:: ASSIGNMENT ::
Starting at the line with "Point out every instance of the striped", retype every remaining line of the records exactly. Do not include pictures.

• • • • •

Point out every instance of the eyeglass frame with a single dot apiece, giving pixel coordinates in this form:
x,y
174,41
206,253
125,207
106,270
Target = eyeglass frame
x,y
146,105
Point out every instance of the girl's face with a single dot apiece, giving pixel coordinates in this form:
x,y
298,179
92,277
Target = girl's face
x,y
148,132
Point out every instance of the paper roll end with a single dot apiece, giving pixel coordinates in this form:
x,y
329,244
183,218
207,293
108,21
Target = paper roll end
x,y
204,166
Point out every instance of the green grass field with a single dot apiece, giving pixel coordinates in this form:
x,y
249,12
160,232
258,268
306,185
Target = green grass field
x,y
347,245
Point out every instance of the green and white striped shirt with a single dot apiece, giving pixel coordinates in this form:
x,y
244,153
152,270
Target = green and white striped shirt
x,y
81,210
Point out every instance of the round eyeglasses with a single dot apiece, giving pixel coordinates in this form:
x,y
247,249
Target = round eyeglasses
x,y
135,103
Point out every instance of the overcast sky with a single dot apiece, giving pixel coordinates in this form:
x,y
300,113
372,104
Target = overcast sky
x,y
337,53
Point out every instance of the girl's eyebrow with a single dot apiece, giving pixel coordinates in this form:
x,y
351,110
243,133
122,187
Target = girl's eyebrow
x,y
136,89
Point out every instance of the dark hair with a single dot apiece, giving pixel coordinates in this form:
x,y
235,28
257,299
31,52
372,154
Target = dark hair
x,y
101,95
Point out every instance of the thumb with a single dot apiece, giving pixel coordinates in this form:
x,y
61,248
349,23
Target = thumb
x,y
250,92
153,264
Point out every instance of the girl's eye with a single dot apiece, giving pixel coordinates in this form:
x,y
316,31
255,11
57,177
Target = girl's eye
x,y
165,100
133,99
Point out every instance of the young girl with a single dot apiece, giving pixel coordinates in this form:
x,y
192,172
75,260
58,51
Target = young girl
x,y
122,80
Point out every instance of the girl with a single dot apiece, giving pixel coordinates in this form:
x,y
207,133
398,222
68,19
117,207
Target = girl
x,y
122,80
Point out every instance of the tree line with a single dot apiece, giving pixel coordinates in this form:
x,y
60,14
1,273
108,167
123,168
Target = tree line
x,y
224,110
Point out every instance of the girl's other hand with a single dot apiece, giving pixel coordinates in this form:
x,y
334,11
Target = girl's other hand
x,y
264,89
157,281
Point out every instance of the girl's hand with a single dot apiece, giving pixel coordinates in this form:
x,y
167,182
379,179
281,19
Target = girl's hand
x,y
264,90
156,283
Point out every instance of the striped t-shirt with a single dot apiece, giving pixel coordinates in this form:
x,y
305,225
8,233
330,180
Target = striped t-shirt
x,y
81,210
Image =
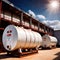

• • • • •

:: COMPLETED EXERCISE ::
Point out every instance of the striped t-shirt with a single dot apiece, giving pixel coordinates in this form:
x,y
305,225
8,233
330,180
Target = striped t-shirt
x,y
81,210
Image =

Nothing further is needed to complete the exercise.